— START OF Data listing —

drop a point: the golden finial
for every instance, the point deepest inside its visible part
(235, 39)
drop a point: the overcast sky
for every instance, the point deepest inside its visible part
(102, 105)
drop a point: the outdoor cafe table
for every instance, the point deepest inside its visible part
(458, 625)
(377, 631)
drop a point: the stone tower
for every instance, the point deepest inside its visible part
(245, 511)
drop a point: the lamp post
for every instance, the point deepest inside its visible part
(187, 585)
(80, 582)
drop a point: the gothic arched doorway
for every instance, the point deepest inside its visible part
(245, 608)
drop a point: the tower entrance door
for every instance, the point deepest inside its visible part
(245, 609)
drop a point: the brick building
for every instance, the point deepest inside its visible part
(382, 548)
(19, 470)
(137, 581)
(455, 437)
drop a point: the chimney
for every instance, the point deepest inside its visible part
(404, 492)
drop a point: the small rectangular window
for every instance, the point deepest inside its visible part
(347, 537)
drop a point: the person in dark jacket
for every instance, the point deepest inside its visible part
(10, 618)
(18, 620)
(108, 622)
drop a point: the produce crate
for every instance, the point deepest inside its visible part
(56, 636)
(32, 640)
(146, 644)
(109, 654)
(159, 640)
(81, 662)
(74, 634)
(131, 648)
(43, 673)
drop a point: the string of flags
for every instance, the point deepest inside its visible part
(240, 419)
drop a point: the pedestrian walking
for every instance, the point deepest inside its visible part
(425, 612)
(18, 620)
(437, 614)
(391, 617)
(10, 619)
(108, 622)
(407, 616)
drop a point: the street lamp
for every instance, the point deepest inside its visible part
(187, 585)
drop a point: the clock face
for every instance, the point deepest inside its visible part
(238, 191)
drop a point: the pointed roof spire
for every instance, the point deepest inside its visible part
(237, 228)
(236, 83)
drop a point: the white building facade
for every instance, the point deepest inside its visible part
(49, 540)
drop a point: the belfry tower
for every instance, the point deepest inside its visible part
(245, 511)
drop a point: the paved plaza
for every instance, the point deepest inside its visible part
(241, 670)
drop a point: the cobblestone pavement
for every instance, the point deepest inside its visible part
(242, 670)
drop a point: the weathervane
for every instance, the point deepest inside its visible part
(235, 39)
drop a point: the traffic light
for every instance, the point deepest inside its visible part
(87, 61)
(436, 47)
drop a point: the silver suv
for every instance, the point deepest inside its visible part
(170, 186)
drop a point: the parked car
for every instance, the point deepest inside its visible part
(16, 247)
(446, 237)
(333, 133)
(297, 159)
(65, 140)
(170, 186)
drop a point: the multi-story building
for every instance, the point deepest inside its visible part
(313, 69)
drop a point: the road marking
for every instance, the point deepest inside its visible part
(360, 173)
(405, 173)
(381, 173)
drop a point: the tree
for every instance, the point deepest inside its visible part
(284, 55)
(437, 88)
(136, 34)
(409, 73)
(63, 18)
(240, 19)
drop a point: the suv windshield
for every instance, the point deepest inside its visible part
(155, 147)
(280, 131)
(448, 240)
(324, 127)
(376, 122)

— END OF Data listing —

§ **What is asked**:
Retype all of the data above word for word.

§ **Problem solution**:
drop a point: the golden finial
for every instance, the point deepest inside its visible part
(235, 39)
drop a point: the overcast sky
for every instance, the point deepest inside its visible part
(102, 105)
drop a point: the outdoor cafe table
for every instance, the point deepest inside its visible part
(458, 625)
(377, 631)
drop a point: the stone tower
for every instance, the point deepest inside its visible part
(245, 511)
drop a point: the lamp post
for every instance, the point deepest inside its visible part
(187, 585)
(80, 582)
drop a point: the gothic arched doorway
for every instance, the point deepest inside its visible part
(245, 608)
drop a point: the tower entrance door
for every instance, the point deepest inside its visible part
(245, 609)
drop a point: the brick building
for every instance, the point deepest inside its visible part
(382, 548)
(19, 470)
(137, 581)
(455, 437)
drop a point: the chimney
for every instance, the point deepest inside its visible part
(404, 492)
drop a point: the small rectangular window
for every instance, the point deepest inside its visible part
(347, 537)
drop a point: the person in dark jacket
for every instance, the point deepest inside its visible part
(10, 618)
(18, 620)
(108, 622)
drop a point: the produce crate
for every instance, the point deepest inside its visible part
(56, 636)
(32, 640)
(146, 644)
(109, 654)
(159, 640)
(81, 662)
(74, 634)
(131, 648)
(43, 673)
drop a point: the string of flags
for every instance, the point deepest inside its visible part
(240, 419)
drop a point: the pedestrian walking
for every instance, the point deepest inside its visible part
(425, 612)
(18, 620)
(437, 614)
(391, 617)
(10, 619)
(108, 622)
(407, 616)
drop a point: the street lamp
for every instance, the point deepest inside its visible part
(187, 585)
drop a point: the clock face
for every instance, the point deepest inside its visible part
(238, 191)
drop a point: the pointed roof spire
for every instance, the point deepest inside its visible part
(237, 228)
(236, 83)
drop a point: the white building facade
for every instance, the point deepest inside its visible part
(49, 540)
drop a point: the belfry tower
for every instance, the point deepest inside its visible part
(245, 511)
drop a point: the paved plaza
for every instance, the point deepest inside its visible part
(241, 670)
drop a point: the cobblestone pavement
for every instance, the point deepest inside its visible part
(242, 670)
drop a point: the weathervane
for every instance, the point deepest inside its visible part
(235, 39)
drop a point: the traffic light
for every instance, the point deepest inside its visible part
(87, 61)
(436, 47)
drop a point: the silver suv
for every instance, the point deepest inside its visible part
(170, 186)
drop a point: the parked car
for every instance, the point deepest inside its visible part
(16, 247)
(446, 237)
(333, 133)
(297, 159)
(65, 140)
(170, 186)
drop a point: the multi-story building
for every instance, the point deepest inside its visible part
(313, 69)
drop a point: the road marking
for every instance, the point deepest inside its visible part
(360, 173)
(405, 173)
(381, 173)
drop a point: the tree
for every instance, the point deepest inside its visible part
(284, 55)
(437, 88)
(136, 34)
(409, 73)
(63, 18)
(240, 19)
drop a point: the suv windshield
for every instance, the point deepest inside its visible part
(155, 147)
(280, 131)
(448, 240)
(324, 127)
(376, 122)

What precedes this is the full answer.